### Excerpt provided
=== Section Start ===

Police entered the supermarket from the front and rear as shots were still being fired.
Debora Jean Surrett, the ex-wife of the Safeway employee killed in the attack, told The Associated Press in a phone interview that Surrett served in the Army for 20 years as a combat engineer.
He wasn't deployed to active combat zones, but during the 20 years they were married from 1975 to 1995, they were stationed in Germany three times and lived on military bases across the U.S.
"They're trained to be the first ones to go into war and the last ones to come home," she told the AP.
Bend Mayor Pro Tem Anthony Broadman said Americans "need to guard against the cynicism of thinking of these attacks on order and peace as regular, unavoidable things. I won't accept that."
"We know that in the face of the kind of chaos that we saw last night, we had brave first responders, brave citizens, people willing to stand up for their neighbors," he added.
Authorities later found three Molotov cocktails and a sawed-off shotgun in the shooter's car. The Oregon State Police bomb squad was called in to sweep the store, the car and the suspect's apartment for explosives, authorities said, forcing the evacuation of eight surrounding apartments on Monday morning.
Miller said reports that there was a second shooter were not true.
Authorities are seeking a search warrant to comb through online materials on an unspecified number of digital devices they found at the shooter's apartment but declined to comment on reports that the suspect posted his plans online in advance. Bend police are working with the Bureau of Alcohol, Tobacco, Firearms and Explosives to determine where the suspect got his weapons and if he did so legally, Miller said.

=== Section End ===

### Work item
Reproduce the stretch of the news excerpt about the supermarket shooting from "He wasn't deployed" through "across the U.S.", without any changes.

Collected data entries:
=== Section Start ===

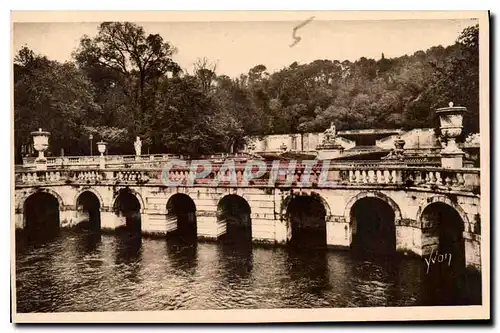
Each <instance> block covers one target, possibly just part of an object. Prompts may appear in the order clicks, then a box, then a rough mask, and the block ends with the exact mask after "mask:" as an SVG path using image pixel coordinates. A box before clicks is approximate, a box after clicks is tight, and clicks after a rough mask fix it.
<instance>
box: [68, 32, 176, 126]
mask: <svg viewBox="0 0 500 333" xmlns="http://www.w3.org/2000/svg"><path fill="white" fill-rule="evenodd" d="M175 52H176V49H175V47H173V46H172V45H171V44H170V43H168V42H164V40H163V38H162V37H161V36H160V35H159V34H149V35H146V33H145V31H144V29H143V28H142V27H140V26H138V25H136V24H133V23H130V22H104V23H102V24H101V25H100V26H99V31H98V33H97V36H96V37H94V38H90V37H89V36H84V37H83V38H82V39H81V40H80V46H79V48H78V50H77V51H76V52H75V53H74V58H75V59H76V61H77V63H78V64H79V65H80V67H81V68H83V69H86V70H87V71H88V70H90V69H97V70H99V71H101V73H105V72H106V71H107V72H108V73H109V71H114V72H116V73H118V74H119V77H120V78H121V80H123V82H122V83H123V84H124V86H125V91H126V92H127V95H128V96H129V97H132V100H133V101H134V102H135V105H134V107H133V108H132V109H133V110H135V116H136V117H135V120H136V122H137V121H140V120H141V117H143V116H144V114H145V113H146V112H147V110H148V108H149V107H150V106H151V105H150V104H151V103H149V104H148V101H151V99H154V98H155V96H156V95H155V94H156V89H157V87H158V81H159V80H160V79H161V78H162V77H163V76H164V75H166V74H167V73H171V74H172V75H173V76H177V75H178V74H179V73H180V72H181V69H180V67H179V66H178V65H177V64H176V63H175V62H174V61H173V60H172V55H173V54H174V53H175ZM108 75H109V74H108ZM147 97H149V98H147ZM136 130H137V131H140V129H139V128H137V129H136Z"/></svg>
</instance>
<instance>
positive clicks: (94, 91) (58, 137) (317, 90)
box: [14, 22, 479, 162]
mask: <svg viewBox="0 0 500 333" xmlns="http://www.w3.org/2000/svg"><path fill="white" fill-rule="evenodd" d="M176 51H177V50H176V48H175V46H174V45H171V44H170V43H168V42H166V41H165V40H164V39H163V37H162V36H160V35H158V34H147V33H146V32H145V31H144V29H143V28H142V27H141V26H138V25H136V24H133V23H128V22H105V23H102V24H101V25H100V27H99V30H98V33H97V34H96V35H95V36H83V37H82V38H81V40H80V45H79V47H78V48H77V49H76V50H75V51H74V53H73V55H72V56H73V57H72V59H73V60H72V61H68V62H65V63H60V62H57V61H53V60H50V59H47V57H46V56H44V55H40V54H35V53H34V52H33V51H32V50H30V49H29V48H28V46H26V47H23V48H22V49H21V50H20V51H19V52H18V54H17V55H16V57H15V59H14V133H15V138H14V140H15V148H16V162H18V161H19V159H20V157H21V152H22V150H21V147H22V146H23V145H26V144H29V142H30V140H31V138H30V134H29V133H30V132H31V131H33V130H35V129H38V128H40V127H41V128H43V129H44V130H48V131H50V132H51V148H50V150H51V154H52V155H59V154H60V152H61V150H62V149H63V150H64V153H65V154H66V155H82V154H89V141H88V140H89V139H88V138H89V134H92V135H93V136H94V138H95V139H96V140H97V141H98V140H101V139H102V140H104V141H107V142H108V143H109V145H108V148H109V153H110V154H130V153H132V152H133V145H132V142H133V140H134V138H135V137H136V136H140V137H141V138H142V139H143V142H144V145H143V152H144V153H148V152H149V153H183V154H191V155H193V156H196V155H199V154H207V153H212V152H229V151H231V150H232V149H237V148H238V147H241V146H242V145H243V144H244V140H245V137H246V136H248V135H266V134H283V133H305V132H316V131H323V130H325V129H326V128H327V127H328V126H329V124H330V122H334V123H335V124H336V126H337V128H338V129H362V128H403V129H410V128H415V127H432V126H436V124H437V123H436V119H435V113H434V110H435V109H436V108H438V107H443V106H447V105H448V102H450V101H453V102H454V103H455V105H463V106H466V107H467V108H468V110H469V112H468V113H467V115H466V116H465V129H464V132H465V133H471V132H478V131H479V45H478V26H473V27H468V28H466V29H465V30H463V32H462V33H461V34H460V35H459V36H457V40H456V43H455V44H453V45H451V46H448V47H443V46H435V47H432V48H430V49H428V50H422V51H418V52H415V53H414V54H412V55H404V56H401V57H397V58H387V57H385V56H384V54H381V57H380V59H378V60H375V59H367V58H364V57H363V58H360V59H358V60H356V61H354V62H350V61H347V60H344V61H340V60H330V59H318V60H316V61H313V62H311V63H309V64H299V63H297V62H294V63H292V64H290V65H289V66H287V67H285V68H282V69H281V70H279V71H276V72H274V73H269V72H268V71H267V68H266V66H265V64H257V65H256V66H254V67H253V68H250V69H249V71H248V72H247V73H244V74H241V75H240V76H239V77H237V78H230V77H228V76H226V75H224V74H223V73H218V72H217V68H216V66H215V65H214V64H212V63H211V62H210V60H208V59H206V58H200V59H199V61H198V62H197V63H196V64H195V66H194V70H193V72H192V73H185V72H183V71H182V70H181V68H180V66H179V65H178V64H177V63H176V62H175V61H174V60H173V57H174V55H175V53H176Z"/></svg>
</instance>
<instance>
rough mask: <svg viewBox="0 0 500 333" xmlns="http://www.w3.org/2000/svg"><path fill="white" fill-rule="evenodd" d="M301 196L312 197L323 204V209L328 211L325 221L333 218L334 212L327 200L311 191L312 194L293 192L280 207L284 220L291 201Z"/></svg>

=== Section End ===

### Output below
He wasn't deployed to active combat zones, but during the 20 years they were married from 1975 to 1995, they were stationed in Germany three times and lived on military bases across the U.S.